* **Vorliegender Text**
Wettbewerb im Interesse der Bürger
Der Föderalismus wird oft als ineffizient kritisiert. Aus ökonomischer Sicht ist er aber besser als sein Ruf.
Die Coronapandemie trifft auf eine Welt, die sich in einem intensiven Systemwettbewerb befindet. Gegenüber stehen sich das politisch und wirtschaftlich aufstrebende China und der Westen – in erster Linie die USA, aber trotz des Wunsches nach einer losgelösten Rolle genauso die Mitgliedstaaten der Europäischen Union zusammen mit weiteren im westlichen Bündnis, etwa in der Nato, verankerten Staaten. In diesem Wettbewerb werden regelmässig Vergleiche gezogen – wer besser mit der Pandemie und ihren wirtschaftlichen Auswirkungen zurechtkommt, wer welche Fehler macht und warum es woanders in dem einen oder anderen Politikbereich besser aussieht. Beispielsweise blickte die Öffentlichkeit in den (mehrheitlich) deutschsprachigen Ländern, Deutschland, Österreich und der Schweiz, im Sommer 2020 etwas hochmütig auf die Coronalage in den Vereinigten Staaten, nur um im Frühjahr 2021 festzustellen, dass die USA zusammen mit Israel eine erfolgreichere Impfkampagne zu realisieren in der Lage sind als die Europäer.

* **Arbeitsauftrag 1**
In welchem Rahmen werden laut dem Text regelmäßig Vergleiche gezogen, und worauf beziehen sie sich? Antworten Sie in ein bis drei Sätzen.
* **Arbeitsauftrag 2**
Stimmen diese Aussagen mit dem Text überein? (a) Der Text zählt die Mitgliedstaaten der EU zum Westen. (b) Im Sommer 2020 blickte die Öffentlichkeit in Deutschland, Österreich und der Schweiz bewundernd auf die Coronalage in den USA. (c) Im Frühjahr 2021 zeigte sich, dass die Europäer beim Impfen erfolgreicher waren als die USA. Antworten Sie jeweils mit Ja oder Nein und zitieren Sie die entscheidenden Worte des Textes.
Das Material steht für sich und hat mit dem Text nichts zu tun.

* **Vorgegebenes Material**
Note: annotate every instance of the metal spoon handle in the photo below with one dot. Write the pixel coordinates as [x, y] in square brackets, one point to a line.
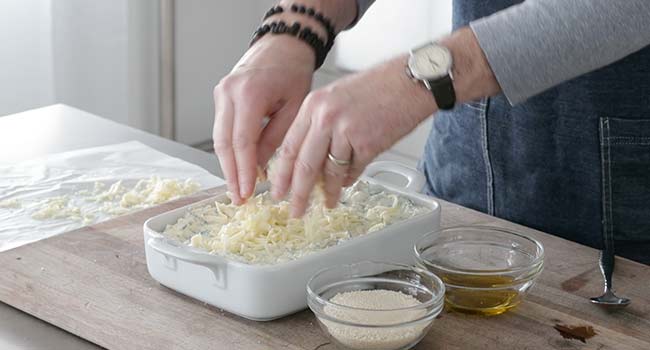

* **Lösung 1**
Die Vergleiche werden im Systemwettbewerb zwischen China und dem Westen gezogen, in dem sich die Welt laut Text befindet. Sie beziehen sich darauf, wer besser mit der Pandemie und ihren wirtschaftlichen Auswirkungen zurechtkommt, wer welche Fehler macht und warum es woanders in einzelnen Politikbereichen besser aussieht.

* **Lösung 2**
(a) Ja: „genauso die Mitgliedstaaten der Europäischen Union“
(b) Nein: „im Sommer 2020 etwas hochmütig auf die Coronalage in den Vereinigten Staaten“
(c) Nein: „dass die USA zusammen mit Israel eine erfolgreichere Impfkampagne zu realisieren in der Lage sind als die Europäer“